== Task requirements ==
The required output is a word-for-word restatement of the material below, from the line with "Target: red patterned skirt" through its last line, inclusive.

== Provided data ==
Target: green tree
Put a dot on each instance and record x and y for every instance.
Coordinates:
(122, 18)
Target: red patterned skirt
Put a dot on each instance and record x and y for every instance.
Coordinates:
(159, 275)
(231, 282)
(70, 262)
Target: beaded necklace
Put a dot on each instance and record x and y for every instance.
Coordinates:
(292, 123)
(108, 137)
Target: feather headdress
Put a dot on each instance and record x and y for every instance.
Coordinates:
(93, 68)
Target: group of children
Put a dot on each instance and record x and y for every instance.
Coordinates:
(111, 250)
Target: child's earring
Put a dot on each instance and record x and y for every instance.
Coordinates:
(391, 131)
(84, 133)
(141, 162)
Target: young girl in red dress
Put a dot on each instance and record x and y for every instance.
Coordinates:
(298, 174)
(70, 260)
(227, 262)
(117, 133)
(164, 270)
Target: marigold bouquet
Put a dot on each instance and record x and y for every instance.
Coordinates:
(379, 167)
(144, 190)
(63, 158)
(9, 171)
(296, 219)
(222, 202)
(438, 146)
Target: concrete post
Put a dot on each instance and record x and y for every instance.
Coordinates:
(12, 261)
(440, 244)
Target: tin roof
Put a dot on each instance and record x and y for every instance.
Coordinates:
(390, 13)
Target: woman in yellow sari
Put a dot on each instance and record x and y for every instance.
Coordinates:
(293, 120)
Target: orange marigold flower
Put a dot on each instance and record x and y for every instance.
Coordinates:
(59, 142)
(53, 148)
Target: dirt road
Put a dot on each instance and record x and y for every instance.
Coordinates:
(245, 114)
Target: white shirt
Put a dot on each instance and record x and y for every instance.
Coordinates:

== Expected answer ==
Target: red patterned skirt
Put a dot on each instance and record x and y for every instance.
Coordinates:
(159, 275)
(231, 282)
(70, 262)
Target: beaded necklace
Put a dot on each instance and record x and y for every instance.
Coordinates:
(292, 123)
(108, 137)
Target: feather headdress
Put a dot on each instance and record x and y for every instance.
Coordinates:
(93, 68)
Target: group of children
Put a dot on each instance and record x and y for every instance.
Coordinates:
(111, 250)
Target: child's earring
Put a dot on each instance and record x and y for every instance.
Coordinates:
(391, 131)
(84, 133)
(141, 162)
Target: young girl in red dress
Put a dot on each instance and record x and y for every instance.
Coordinates:
(298, 174)
(70, 260)
(227, 262)
(117, 133)
(164, 270)
Target: marigold bouquet
Put a dot on each instance and record x and y for every instance.
Coordinates:
(379, 167)
(144, 190)
(63, 158)
(9, 171)
(296, 219)
(222, 202)
(438, 146)
Target: concrete post
Put a dot on each instance and record x and y for every instance.
Coordinates:
(12, 261)
(440, 244)
Target: tin roof
Put a dot on each instance and record x and y for every instance.
Coordinates:
(390, 13)
Target: woman in yellow sari
Put a dot on each instance and record x and y for every instance.
Coordinates:
(293, 120)
Target: orange marigold flower
Put a dot on each instance and record x and y for every instance.
Coordinates:
(59, 142)
(53, 148)
Target: dirt road
Put a dot on each instance and record x and y for every instance.
Coordinates:
(245, 114)
Target: white shirt
Put a dot on each instance and record x and y for every instance.
Coordinates:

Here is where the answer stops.